Work to be completed: Rewrite every line of the records as one numbered list, leaving out blank lines.

Records to process:
-------

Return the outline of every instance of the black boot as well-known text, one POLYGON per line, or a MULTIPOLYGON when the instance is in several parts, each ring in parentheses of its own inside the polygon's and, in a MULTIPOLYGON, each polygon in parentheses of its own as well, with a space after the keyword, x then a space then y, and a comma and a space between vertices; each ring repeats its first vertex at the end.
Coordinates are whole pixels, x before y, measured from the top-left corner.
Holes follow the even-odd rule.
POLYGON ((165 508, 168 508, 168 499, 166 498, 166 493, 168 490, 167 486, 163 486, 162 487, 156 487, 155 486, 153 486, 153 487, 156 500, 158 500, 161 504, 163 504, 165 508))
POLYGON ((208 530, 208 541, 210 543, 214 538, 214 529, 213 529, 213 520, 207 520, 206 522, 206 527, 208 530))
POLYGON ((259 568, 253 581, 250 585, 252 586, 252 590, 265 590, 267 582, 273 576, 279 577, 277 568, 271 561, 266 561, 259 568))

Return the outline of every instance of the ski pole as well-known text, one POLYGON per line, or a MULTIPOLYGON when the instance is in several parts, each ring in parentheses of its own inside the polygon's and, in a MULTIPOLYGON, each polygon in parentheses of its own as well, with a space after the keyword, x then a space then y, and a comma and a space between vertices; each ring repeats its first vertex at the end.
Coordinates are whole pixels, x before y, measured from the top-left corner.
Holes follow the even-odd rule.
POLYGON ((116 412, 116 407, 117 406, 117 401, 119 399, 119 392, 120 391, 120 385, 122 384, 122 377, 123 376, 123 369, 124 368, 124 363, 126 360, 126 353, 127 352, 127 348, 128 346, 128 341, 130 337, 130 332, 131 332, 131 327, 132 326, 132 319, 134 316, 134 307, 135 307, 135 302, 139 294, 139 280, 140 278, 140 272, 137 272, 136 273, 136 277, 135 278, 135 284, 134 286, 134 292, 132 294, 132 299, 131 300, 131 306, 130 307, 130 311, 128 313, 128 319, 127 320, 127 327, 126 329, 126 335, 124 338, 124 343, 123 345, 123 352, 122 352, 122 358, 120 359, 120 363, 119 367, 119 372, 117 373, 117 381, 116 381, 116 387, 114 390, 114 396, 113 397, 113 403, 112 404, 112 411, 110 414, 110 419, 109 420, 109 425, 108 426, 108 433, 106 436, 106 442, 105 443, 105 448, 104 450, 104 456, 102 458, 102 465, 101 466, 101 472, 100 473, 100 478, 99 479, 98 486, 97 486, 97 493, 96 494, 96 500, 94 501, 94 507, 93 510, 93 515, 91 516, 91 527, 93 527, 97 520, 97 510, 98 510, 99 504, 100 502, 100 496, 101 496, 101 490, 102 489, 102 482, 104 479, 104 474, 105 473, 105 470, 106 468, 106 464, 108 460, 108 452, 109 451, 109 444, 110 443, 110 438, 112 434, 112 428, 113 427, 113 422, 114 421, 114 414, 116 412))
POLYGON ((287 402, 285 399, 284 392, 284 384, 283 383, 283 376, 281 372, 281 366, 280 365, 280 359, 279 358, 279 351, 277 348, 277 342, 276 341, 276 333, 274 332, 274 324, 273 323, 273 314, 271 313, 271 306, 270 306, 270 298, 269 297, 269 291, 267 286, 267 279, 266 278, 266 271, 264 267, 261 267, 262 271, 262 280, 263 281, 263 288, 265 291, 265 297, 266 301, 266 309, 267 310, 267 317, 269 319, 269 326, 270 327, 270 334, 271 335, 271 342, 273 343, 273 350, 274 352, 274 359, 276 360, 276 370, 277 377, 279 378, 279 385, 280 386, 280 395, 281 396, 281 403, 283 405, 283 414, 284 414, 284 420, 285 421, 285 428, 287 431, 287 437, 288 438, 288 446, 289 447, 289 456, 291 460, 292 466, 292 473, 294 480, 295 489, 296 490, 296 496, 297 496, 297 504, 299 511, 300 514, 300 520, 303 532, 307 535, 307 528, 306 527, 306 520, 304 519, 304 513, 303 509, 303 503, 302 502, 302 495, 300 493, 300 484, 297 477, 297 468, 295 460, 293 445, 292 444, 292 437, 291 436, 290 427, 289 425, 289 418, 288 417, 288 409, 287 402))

-------

Problem solution:
1. Return the outline of every instance of the black boot as well-known text, one POLYGON per line, or a MULTIPOLYGON when the instance is in several parts, each ring in parentheses of its own inside the polygon's and, in a MULTIPOLYGON, each polygon in parentheses of its own as well, with a space after the keyword, x then a space then y, and a comma and a space between vertices; each ring repeats its first vertex at the end.
2. Coordinates are whole pixels, x before y, measured from the top-left corner.
3. Holes follow the even-odd rule.
4. POLYGON ((165 508, 168 508, 168 499, 166 498, 166 493, 168 490, 167 486, 163 486, 162 487, 156 487, 155 486, 153 486, 153 487, 156 500, 158 500, 161 504, 163 504, 165 508))
5. POLYGON ((208 530, 208 541, 210 543, 214 538, 214 529, 213 529, 213 520, 207 520, 206 522, 206 527, 208 530))
6. POLYGON ((259 568, 253 581, 250 585, 252 586, 252 590, 265 590, 267 582, 273 576, 279 577, 277 568, 271 561, 266 561, 259 568))
7. Return the outline of every instance of the ski pole as well-known text, one POLYGON per line, or a MULTIPOLYGON when the instance is in several parts, each ring in parentheses of its own inside the polygon's and, in a MULTIPOLYGON, each polygon in parentheses of its own as well, with a space after the keyword, x then a space then y, and a comma and a space between vertices; each ring repeats its first vertex at the end.
8. Coordinates are whole pixels, x before y, measured from the top-left corner.
9. Holes follow the even-odd rule.
10. POLYGON ((116 412, 116 407, 117 406, 117 401, 119 399, 119 392, 120 391, 120 385, 122 384, 122 377, 123 376, 123 369, 124 368, 124 363, 126 360, 126 353, 127 352, 127 348, 128 346, 128 341, 130 337, 130 332, 131 332, 131 327, 132 326, 132 319, 134 316, 134 307, 135 307, 135 302, 139 294, 139 280, 140 278, 140 272, 137 272, 136 273, 136 277, 135 278, 135 284, 134 286, 134 292, 132 294, 132 299, 131 300, 131 306, 130 307, 130 311, 128 313, 128 319, 127 320, 127 327, 126 329, 126 335, 124 338, 124 343, 123 345, 123 352, 122 352, 122 358, 120 359, 120 363, 119 367, 119 372, 117 373, 117 381, 116 381, 116 387, 114 390, 114 396, 113 397, 113 403, 112 404, 112 411, 110 414, 110 419, 109 420, 109 425, 108 426, 108 433, 106 436, 106 442, 105 443, 105 448, 104 450, 104 456, 102 458, 102 465, 101 466, 101 472, 100 473, 100 478, 99 479, 98 486, 97 486, 97 493, 96 494, 96 500, 94 501, 94 507, 93 510, 93 515, 91 516, 91 527, 93 527, 97 520, 97 510, 98 510, 99 504, 100 502, 100 496, 101 496, 101 490, 102 489, 102 482, 104 479, 104 474, 105 473, 105 470, 106 468, 106 464, 108 460, 108 452, 109 451, 109 444, 110 443, 110 438, 112 434, 112 428, 113 427, 113 422, 114 421, 114 414, 116 412))
11. POLYGON ((287 402, 285 399, 284 392, 284 384, 283 383, 283 376, 281 372, 281 366, 280 365, 280 359, 279 358, 279 351, 277 348, 277 342, 276 341, 276 333, 274 332, 274 324, 273 323, 273 314, 271 313, 271 306, 270 306, 270 298, 269 297, 269 291, 267 286, 267 279, 266 278, 266 271, 264 267, 261 267, 262 271, 262 280, 263 281, 263 288, 265 291, 265 297, 266 301, 266 309, 267 310, 267 317, 269 319, 269 326, 270 327, 270 334, 271 335, 271 342, 273 343, 273 350, 274 352, 274 359, 276 360, 276 370, 277 377, 279 378, 279 385, 280 386, 280 395, 281 396, 281 403, 283 405, 283 414, 284 414, 284 420, 285 421, 285 428, 287 431, 287 437, 288 438, 288 446, 289 447, 289 456, 291 460, 292 466, 292 473, 294 480, 295 489, 296 490, 296 496, 297 496, 297 504, 299 511, 300 514, 300 520, 303 532, 307 535, 307 528, 306 527, 306 520, 304 519, 304 513, 303 509, 303 503, 302 502, 302 495, 300 493, 300 484, 297 477, 297 468, 295 460, 293 445, 292 444, 292 437, 291 436, 290 427, 289 425, 289 418, 288 417, 288 409, 287 402))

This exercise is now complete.